* _RICHIESTA ASSEGNATA A_
Puoi riportare il brano sulle carceri, cominciando da "Per affrontare realmente" e finendo con "Proprio come Sofia.", ribattezzando "carcere" come "penitenziario"?

* _TESTO SELEZIONATO_
———

Le direttrici delle carceri lombarde denunciano la solitudine non solo della popolazione detenuta, ma anche dell’amministrazione penitenziaria. Alcune risposte migliorative sembrano però poter arrivare, secondo quanto emerso dalla giornata del 7 luglio “Le persone dimenticate”, promossa dall’Organismo congressuale forense presso il Consiglio nazionale dell’economia e del lavoro (Cnel), in cui si è parlato di sovraffollamento, suicidi e lavoro in carcere. Il presidente del Cnel Renato Brunetta, già ministro per la Pubblica amministrazione e l’innovazione, in apertura dell’incontro ha proprio sottolineato che il tema carcerario non può più essere affidato solo alla buona volontà dei singoli: per dare risposte strutturali servono interventi sistemici, replicabili in tutti gli istituti penitenziari italiani. Per questo, ha affermato,
“abbiamo avviato un accordo con Cassa depositi e prestiti, coinvolgendo le sue partecipate, per promuovere numerosi progetti di investimento in carcere: spazi, formazione, capitale umano, logistica, tecnologie, contrattualistica. Parallelamente, stiamo lavorando per includere i detenuti nella piattaforma Siisl del ministero del Lavoro, nata per il matching tra domanda e offerta per i soggetti più fragili. Un’infrastruttura che, se estesa anche al mondo penitenziario, potrà diventare uno strumento reale di reinserimento sociale e lavorativo. È un lavoro complesso, ma necessario. Solo dando struttura, visione e continuità all’azione istituzionale, potremo onorare davvero l’articolo 27 della nostra Costituzione”.
Per affrontare realmente il dramma del carcere, serve il coraggio di mettere al centro le persone, le storie, le fragilità. Occorre passare da una logica emergenziale a una visione sistemica, capace di costruire risposte strutturate, coordinate, replicabili. Ma serve anche una scelta collettiva di civiltà: riconoscere che il carcere non è un mondo a parte, ma parte della nostra società. Un luogo dove si decide se credere ancora o meno nella possibilità del cambiamento. Alla possibilità di poter tornare a essere qualcosa di più del proprio reato. A poter essere guardati, un giorno, non solo per ciò che si è fatto, ma per ciò che si potrà ancora diventare. Proprio come Sofia.

———

* _ELENCO RIGHE_

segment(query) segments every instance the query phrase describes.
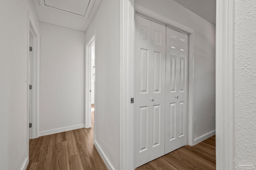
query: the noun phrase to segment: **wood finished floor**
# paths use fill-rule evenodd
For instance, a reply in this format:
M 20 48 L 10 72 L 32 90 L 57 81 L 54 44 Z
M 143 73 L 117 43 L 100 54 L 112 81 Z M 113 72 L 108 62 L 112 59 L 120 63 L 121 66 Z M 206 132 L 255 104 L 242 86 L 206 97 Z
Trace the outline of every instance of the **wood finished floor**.
M 215 170 L 215 135 L 183 147 L 138 168 L 143 170 Z
M 92 113 L 94 120 L 94 112 Z M 58 133 L 29 141 L 27 170 L 107 170 L 94 145 L 92 128 Z
M 93 107 L 93 106 L 92 106 Z M 94 112 L 92 113 L 94 120 Z M 92 128 L 39 137 L 29 141 L 26 170 L 107 170 L 94 145 Z M 215 136 L 187 145 L 138 168 L 143 170 L 215 170 Z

———

* _RICHIESTA ASSEGNATA B_
Puoi ricopiare l'elenco qui sopra riga per riga, identico in ogni sua parte, ma senza includere le immagini nella risposta?

* _RISPOSTA SCRITTA A_
Per affrontare realmente il dramma del penitenziario, serve il coraggio di mettere al centro le persone, le storie, le fragilità. Occorre passare da una logica emergenziale a una visione sistemica, capace di costruire risposte strutturate, coordinate, replicabili. Ma serve anche una scelta collettiva di civiltà: riconoscere che il penitenziario non è un mondo a parte, ma parte della nostra società. Un luogo dove si decide se credere ancora o meno nella possibilità del cambiamento. Alla possibilità di poter tornare a essere qualcosa di più del proprio reato. A poter essere guardati, un giorno, non solo per ciò che si è fatto, ma per ciò che si potrà ancora diventare. Proprio come Sofia.

* _RISPOSTA SCRITTA B_
segment(query) segments every instance the query phrase describes.
query: the noun phrase to segment: **wood finished floor**
# paths use fill-rule evenodd
For instance, a reply in this format:
M 20 48 L 10 72 L 32 90 L 57 81 L 54 44 Z
M 143 73 L 117 43 L 100 54 L 112 81 Z M 113 72 L 108 62 L 112 59 L 120 63 L 121 66 Z M 206 132 L 255 104 L 242 86 L 206 97 Z
Trace the outline of every instance of the **wood finished floor**.
M 215 170 L 215 135 L 183 147 L 138 168 L 143 170 Z
M 92 113 L 94 120 L 94 112 Z M 58 133 L 29 141 L 27 170 L 107 170 L 94 145 L 92 128 Z
M 93 107 L 93 106 L 92 106 Z M 94 112 L 92 113 L 94 120 Z M 92 128 L 39 137 L 29 141 L 26 170 L 107 170 L 94 145 Z M 215 136 L 187 145 L 138 168 L 143 170 L 215 170 Z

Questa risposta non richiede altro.